Stored data
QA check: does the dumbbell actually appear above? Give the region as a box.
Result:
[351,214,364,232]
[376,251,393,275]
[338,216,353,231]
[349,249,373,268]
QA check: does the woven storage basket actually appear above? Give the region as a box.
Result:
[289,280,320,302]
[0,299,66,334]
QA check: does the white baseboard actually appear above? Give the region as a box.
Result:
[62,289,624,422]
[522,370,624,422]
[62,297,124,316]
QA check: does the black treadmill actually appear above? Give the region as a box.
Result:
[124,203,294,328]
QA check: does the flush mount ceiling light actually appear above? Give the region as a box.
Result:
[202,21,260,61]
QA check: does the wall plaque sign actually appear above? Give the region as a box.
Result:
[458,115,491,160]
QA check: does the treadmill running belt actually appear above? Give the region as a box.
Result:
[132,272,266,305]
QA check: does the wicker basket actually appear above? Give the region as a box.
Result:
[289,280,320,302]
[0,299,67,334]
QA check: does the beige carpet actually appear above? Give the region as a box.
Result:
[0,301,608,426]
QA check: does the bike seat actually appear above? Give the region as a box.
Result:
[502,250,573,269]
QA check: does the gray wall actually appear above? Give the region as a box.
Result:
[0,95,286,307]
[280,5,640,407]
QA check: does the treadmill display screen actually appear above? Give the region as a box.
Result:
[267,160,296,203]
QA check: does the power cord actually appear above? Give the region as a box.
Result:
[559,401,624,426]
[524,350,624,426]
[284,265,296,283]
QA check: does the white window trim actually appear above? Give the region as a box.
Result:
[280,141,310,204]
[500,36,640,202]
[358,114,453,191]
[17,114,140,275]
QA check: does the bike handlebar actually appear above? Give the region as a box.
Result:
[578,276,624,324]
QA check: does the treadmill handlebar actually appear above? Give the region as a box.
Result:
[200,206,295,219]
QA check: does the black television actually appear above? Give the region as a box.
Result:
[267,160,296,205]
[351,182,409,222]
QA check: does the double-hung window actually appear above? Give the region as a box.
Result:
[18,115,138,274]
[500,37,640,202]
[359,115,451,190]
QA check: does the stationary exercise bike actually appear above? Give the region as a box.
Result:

Aim
Please write out the material again, starting at its first line and ending at the line containing "[502,250,573,269]", with every line kept as is except that each bounding-box coordinate is raised by 68.

Task answer
QA check: does the dumbbell actually appear above? Give the region as a box.
Result:
[419,282,432,300]
[444,319,461,343]
[406,284,421,299]
[417,317,441,336]
QA check: does the woven storage basket actually appear above? Give the region as a box.
Result:
[357,348,388,370]
[68,367,134,402]
QA check: does the white baseboard actually appear above? Give the region as a box.
Result:
[130,357,692,490]
[590,438,692,490]
[130,365,192,384]
QA check: does the black treadmill actually appear above? Give the region as a box.
Result:
[192,271,362,396]
QA check: does the flush mount ceiling light actually appear above? Give the region as a box.
Result:
[270,89,328,129]
QA check: does the wall plaque sign actually appear above? Give the region as a box.
Result:
[526,183,559,228]
QA check: does the treadmill running belt actually appear above? Give the region as a box.
Result:
[200,340,334,373]
QA check: does the wicker basket actually appear above? Give the region as a box.
Result:
[357,348,388,370]
[68,367,135,402]
QA check: does the beige carpet actually appear above? Give the region as a box.
Result:
[68,369,676,494]
QA check: does the bike seat actually appear above? Give the region as a box.
Result:
[570,318,641,337]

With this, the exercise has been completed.